### Given request
Render all of the rows below as a Markdown table with two columns, Number and Line, giving each row its sequence number and omitting any blank lines. Leave the pictures out of the table.

### Data
==========

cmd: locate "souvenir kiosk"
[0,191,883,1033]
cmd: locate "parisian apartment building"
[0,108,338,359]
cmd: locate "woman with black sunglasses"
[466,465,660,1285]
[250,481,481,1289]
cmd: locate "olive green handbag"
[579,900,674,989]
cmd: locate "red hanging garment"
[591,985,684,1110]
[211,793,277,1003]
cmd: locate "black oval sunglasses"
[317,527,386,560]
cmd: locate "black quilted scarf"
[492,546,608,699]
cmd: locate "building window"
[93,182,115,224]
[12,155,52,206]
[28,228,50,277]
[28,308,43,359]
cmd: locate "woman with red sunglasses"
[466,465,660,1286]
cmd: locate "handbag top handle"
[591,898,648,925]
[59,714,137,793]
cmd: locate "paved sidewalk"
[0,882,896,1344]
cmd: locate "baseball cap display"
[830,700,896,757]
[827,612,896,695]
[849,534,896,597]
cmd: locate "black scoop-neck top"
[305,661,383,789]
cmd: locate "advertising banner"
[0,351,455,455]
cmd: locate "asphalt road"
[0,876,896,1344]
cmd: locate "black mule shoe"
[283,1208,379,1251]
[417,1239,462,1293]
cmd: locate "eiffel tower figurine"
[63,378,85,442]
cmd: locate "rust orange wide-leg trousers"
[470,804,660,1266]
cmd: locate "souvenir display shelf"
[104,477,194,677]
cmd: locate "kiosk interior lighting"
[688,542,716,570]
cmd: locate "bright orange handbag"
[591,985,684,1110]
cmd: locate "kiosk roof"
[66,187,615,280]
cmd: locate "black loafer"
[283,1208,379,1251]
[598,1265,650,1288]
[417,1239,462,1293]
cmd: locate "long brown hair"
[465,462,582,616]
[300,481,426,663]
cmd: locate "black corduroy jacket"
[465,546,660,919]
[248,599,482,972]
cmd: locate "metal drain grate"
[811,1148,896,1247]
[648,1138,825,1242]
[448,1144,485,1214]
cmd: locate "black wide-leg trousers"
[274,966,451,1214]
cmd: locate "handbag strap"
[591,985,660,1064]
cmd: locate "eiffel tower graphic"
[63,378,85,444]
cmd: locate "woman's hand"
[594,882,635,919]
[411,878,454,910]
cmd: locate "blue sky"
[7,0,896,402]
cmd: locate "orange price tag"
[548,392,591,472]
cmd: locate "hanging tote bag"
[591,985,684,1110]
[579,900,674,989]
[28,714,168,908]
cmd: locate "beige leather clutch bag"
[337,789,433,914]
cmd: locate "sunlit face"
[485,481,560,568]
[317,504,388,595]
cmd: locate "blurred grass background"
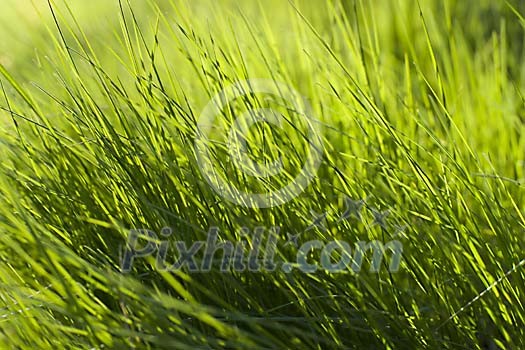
[0,0,525,349]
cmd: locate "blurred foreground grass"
[0,0,525,349]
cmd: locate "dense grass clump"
[0,0,525,349]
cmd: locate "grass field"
[0,0,525,349]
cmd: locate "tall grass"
[0,0,525,349]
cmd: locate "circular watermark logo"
[194,79,323,208]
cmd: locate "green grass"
[0,0,525,349]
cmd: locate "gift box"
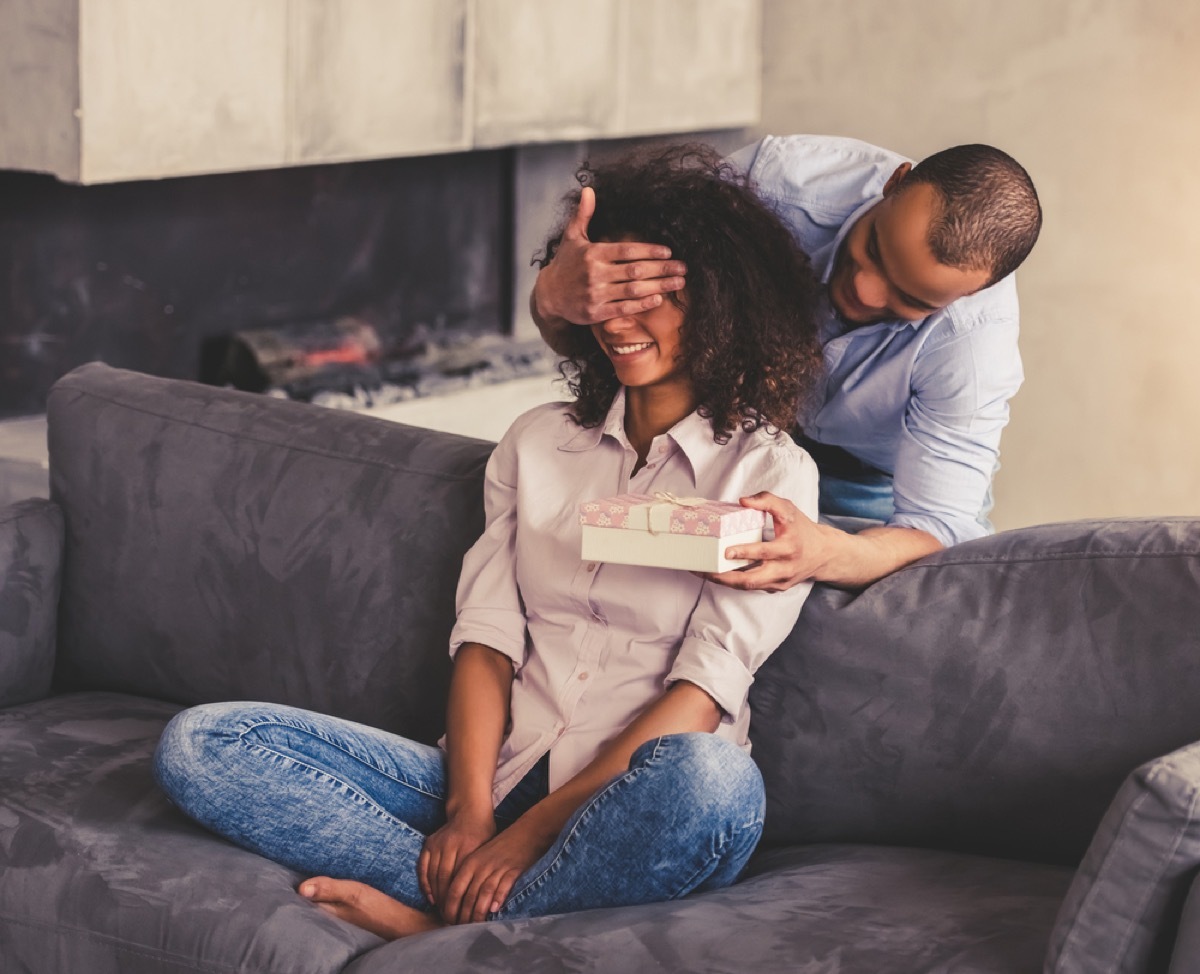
[580,491,766,572]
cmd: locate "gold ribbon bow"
[646,491,708,535]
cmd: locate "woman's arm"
[439,681,721,924]
[416,643,512,903]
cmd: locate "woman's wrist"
[446,790,494,822]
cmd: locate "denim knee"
[630,732,767,829]
[154,703,255,807]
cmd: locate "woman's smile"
[605,342,655,356]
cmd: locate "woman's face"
[592,293,690,391]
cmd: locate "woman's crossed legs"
[156,703,764,936]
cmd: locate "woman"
[156,146,821,937]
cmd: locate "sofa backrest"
[750,518,1200,864]
[49,365,1200,862]
[48,365,493,741]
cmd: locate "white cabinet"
[0,0,761,184]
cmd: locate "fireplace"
[0,149,528,416]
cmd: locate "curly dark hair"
[540,144,822,443]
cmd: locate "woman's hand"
[416,806,496,907]
[438,818,553,924]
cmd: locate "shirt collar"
[558,386,721,485]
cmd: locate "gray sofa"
[0,365,1200,974]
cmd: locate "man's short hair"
[900,145,1042,284]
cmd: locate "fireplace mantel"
[0,0,761,184]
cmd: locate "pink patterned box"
[580,492,766,572]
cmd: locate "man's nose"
[854,267,888,308]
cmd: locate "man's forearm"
[812,524,943,589]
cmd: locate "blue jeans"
[155,703,766,919]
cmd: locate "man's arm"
[707,492,943,591]
[529,186,688,355]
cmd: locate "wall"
[757,0,1200,528]
[0,0,762,184]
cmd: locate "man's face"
[828,176,990,325]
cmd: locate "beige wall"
[758,0,1200,528]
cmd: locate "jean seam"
[504,735,763,907]
[236,744,425,838]
[504,736,662,907]
[238,717,445,801]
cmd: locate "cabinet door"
[79,0,288,182]
[288,0,470,163]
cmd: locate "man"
[530,136,1042,591]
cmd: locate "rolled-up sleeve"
[888,305,1022,546]
[666,451,817,722]
[450,427,528,669]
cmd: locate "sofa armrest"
[0,500,64,707]
[1170,873,1200,974]
[1045,742,1200,974]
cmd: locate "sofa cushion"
[0,693,379,974]
[346,847,1070,974]
[750,518,1200,864]
[1046,744,1200,974]
[0,500,62,707]
[49,365,492,742]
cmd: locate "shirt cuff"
[666,636,754,723]
[888,515,991,548]
[450,608,526,669]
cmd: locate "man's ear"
[883,162,912,197]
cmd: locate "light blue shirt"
[730,136,1024,545]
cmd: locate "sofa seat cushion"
[347,846,1072,974]
[0,693,380,974]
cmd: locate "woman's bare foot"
[299,876,443,940]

==========

### Solution for this task
| Number | Line |
|---|---|
| 1 | cmd: locate "souvenir kiosk" |
| 2 | [0,191,883,1033] |
| 3 | cmd: locate "parisian apartment building" |
| 4 | [0,108,338,359] |
| 5 | cmd: locate "woman with black sunglasses" |
| 6 | [466,465,660,1285] |
| 7 | [250,481,481,1289] |
| 8 | cmd: locate "olive green handbag" |
| 9 | [579,900,674,989] |
| 10 | cmd: locate "red hanging garment" |
| 11 | [591,985,684,1110] |
| 12 | [211,793,277,1003] |
| 13 | cmd: locate "black oval sunglasses" |
| 14 | [317,527,386,560] |
| 15 | cmd: locate "black quilted scarf" |
| 16 | [492,546,608,699] |
| 17 | cmd: locate "building window" |
| 18 | [93,182,115,224] |
| 19 | [12,155,52,206] |
| 20 | [28,228,50,277] |
| 21 | [28,308,43,359] |
| 22 | cmd: locate "woman with red sunglasses" |
| 23 | [466,465,660,1286] |
| 24 | cmd: locate "handbag top handle" |
| 25 | [591,898,648,925] |
| 26 | [59,714,137,793] |
| 27 | cmd: locate "paved sidewalk" |
| 28 | [0,882,896,1344] |
| 29 | cmd: locate "baseball cap display" |
| 30 | [830,700,896,757] |
| 31 | [827,612,896,695] |
| 32 | [849,534,896,597] |
| 33 | cmd: locate "black scoop-neck top" |
| 34 | [305,661,383,789] |
| 35 | cmd: locate "advertising banner" |
| 36 | [0,351,455,455] |
| 37 | cmd: locate "asphalt road" |
| 38 | [0,876,896,1344] |
| 39 | cmd: locate "black mule shoe" |
| 40 | [283,1208,379,1251] |
| 41 | [417,1239,462,1293] |
| 42 | cmd: locate "eiffel tower figurine" |
| 43 | [63,378,85,442] |
| 44 | cmd: locate "rust orange wide-leg trousers" |
| 45 | [470,804,660,1266] |
| 46 | cmd: locate "souvenir display shelf" |
| 47 | [104,477,194,677] |
| 48 | cmd: locate "kiosk interior lighting" |
| 49 | [688,542,716,570] |
| 50 | cmd: locate "bright orange handbag" |
| 51 | [591,985,684,1110] |
| 52 | cmd: locate "kiosk roof" |
| 53 | [66,187,615,280] |
| 54 | cmd: locate "black loafer" |
| 55 | [283,1208,379,1251] |
| 56 | [598,1265,650,1288] |
| 57 | [417,1239,462,1293] |
| 58 | cmd: locate "long brown hair" |
| 59 | [465,462,582,616] |
| 60 | [300,481,426,663] |
| 61 | cmd: locate "black corduroy jacket" |
| 62 | [465,546,660,919] |
| 63 | [248,599,482,972] |
| 64 | cmd: locate "metal drain grate" |
| 65 | [811,1148,896,1247] |
| 66 | [648,1138,825,1242] |
| 67 | [448,1144,485,1214] |
| 68 | cmd: locate "black wide-leg trousers" |
| 69 | [274,966,451,1214] |
| 70 | cmd: locate "handbag strap" |
| 71 | [591,985,660,1064] |
| 72 | cmd: locate "eiffel tower graphic" |
| 73 | [63,378,85,444] |
| 74 | cmd: locate "woman's hand" |
| 75 | [594,882,635,919] |
| 76 | [411,878,454,910] |
| 77 | cmd: locate "blue sky" |
| 78 | [7,0,896,402] |
| 79 | cmd: locate "orange price tag" |
| 80 | [548,392,591,472] |
| 81 | cmd: locate "hanging tote bag" |
| 82 | [591,985,684,1110] |
| 83 | [579,900,674,989] |
| 84 | [28,714,168,908] |
| 85 | cmd: locate "beige leather clutch bag" |
| 86 | [337,789,433,914] |
| 87 | cmd: locate "sunlit face" |
| 88 | [485,481,560,568] |
| 89 | [317,504,388,595] |
| 90 | cmd: locate "blurred grass background" |
| 91 | [0,0,525,349] |
| 92 | cmd: locate "blurred foreground grass" |
| 93 | [0,0,525,349] |
| 94 | cmd: locate "dense grass clump" |
| 95 | [0,0,525,349] |
| 96 | cmd: locate "grass field" |
| 97 | [0,0,525,349] |
| 98 | cmd: locate "tall grass" |
| 99 | [0,0,525,349] |
| 100 | cmd: locate "circular watermark logo" |
| 101 | [194,79,323,208] |
| 102 | cmd: locate "green grass" |
| 103 | [0,0,525,349] |
| 104 | cmd: locate "gift box" |
| 105 | [580,491,766,572] |
| 106 | cmd: locate "gold ribbon bow" |
| 107 | [646,491,708,535] |
| 108 | cmd: locate "woman's arm" |
| 109 | [439,681,721,924] |
| 110 | [416,643,512,903] |
| 111 | cmd: locate "woman's wrist" |
| 112 | [446,790,494,822] |
| 113 | cmd: locate "denim knee" |
| 114 | [630,732,767,829] |
| 115 | [154,703,255,807] |
| 116 | cmd: locate "woman's smile" |
| 117 | [605,342,655,356] |
| 118 | cmd: locate "woman's face" |
| 119 | [592,293,690,391] |
| 120 | cmd: locate "woman's crossed legs" |
| 121 | [156,703,764,936] |
| 122 | cmd: locate "woman" |
| 123 | [156,146,821,937] |
| 124 | cmd: locate "sofa backrest" |
| 125 | [750,518,1200,864] |
| 126 | [49,365,1200,862] |
| 127 | [48,365,493,741] |
| 128 | cmd: locate "white cabinet" |
| 129 | [0,0,761,184] |
| 130 | cmd: locate "fireplace" |
| 131 | [0,149,528,416] |
| 132 | cmd: locate "curly dark hair" |
| 133 | [540,144,822,443] |
| 134 | cmd: locate "woman's hand" |
| 135 | [416,806,496,907] |
| 136 | [438,818,553,924] |
| 137 | cmd: locate "shirt collar" |
| 138 | [558,386,721,485] |
| 139 | cmd: locate "gray sofa" |
| 140 | [0,365,1200,974] |
| 141 | cmd: locate "man's short hair" |
| 142 | [900,145,1042,284] |
| 143 | cmd: locate "fireplace mantel" |
| 144 | [0,0,761,184] |
| 145 | cmd: locate "pink patterned box" |
| 146 | [580,492,766,572] |
| 147 | cmd: locate "man's nose" |
| 148 | [854,267,888,308] |
| 149 | cmd: locate "man's forearm" |
| 150 | [812,524,943,589] |
| 151 | cmd: locate "blue jeans" |
| 152 | [155,703,766,919] |
| 153 | cmd: locate "man's arm" |
| 154 | [707,492,943,591] |
| 155 | [529,186,688,355] |
| 156 | cmd: locate "wall" |
| 157 | [757,0,1200,528] |
| 158 | [0,0,762,184] |
| 159 | cmd: locate "man's face" |
| 160 | [828,176,990,325] |
| 161 | cmd: locate "beige wall" |
| 162 | [758,0,1200,528] |
| 163 | cmd: locate "jean seam" |
| 164 | [504,735,763,907] |
| 165 | [236,744,425,838] |
| 166 | [504,736,662,907] |
| 167 | [238,717,445,801] |
| 168 | cmd: locate "cabinet door" |
| 169 | [79,0,288,182] |
| 170 | [288,0,470,163] |
| 171 | cmd: locate "man" |
| 172 | [530,136,1042,591] |
| 173 | cmd: locate "rolled-up sleeve" |
| 174 | [888,305,1022,546] |
| 175 | [666,451,817,722] |
| 176 | [450,427,528,669] |
| 177 | cmd: locate "sofa armrest" |
| 178 | [0,500,64,707] |
| 179 | [1170,873,1200,974] |
| 180 | [1045,742,1200,974] |
| 181 | cmd: locate "sofa cushion" |
| 182 | [0,693,379,974] |
| 183 | [346,847,1070,974] |
| 184 | [750,518,1200,864] |
| 185 | [1046,744,1200,974] |
| 186 | [0,500,62,707] |
| 187 | [49,365,492,742] |
| 188 | cmd: locate "shirt cuff" |
| 189 | [666,636,754,723] |
| 190 | [888,515,991,548] |
| 191 | [450,608,526,669] |
| 192 | cmd: locate "man's ear" |
| 193 | [883,162,912,197] |
| 194 | cmd: locate "light blue shirt" |
| 195 | [730,136,1024,545] |
| 196 | cmd: locate "sofa seat cushion" |
| 197 | [347,846,1072,974] |
| 198 | [0,693,380,974] |
| 199 | cmd: locate "woman's bare foot" |
| 200 | [299,876,443,940] |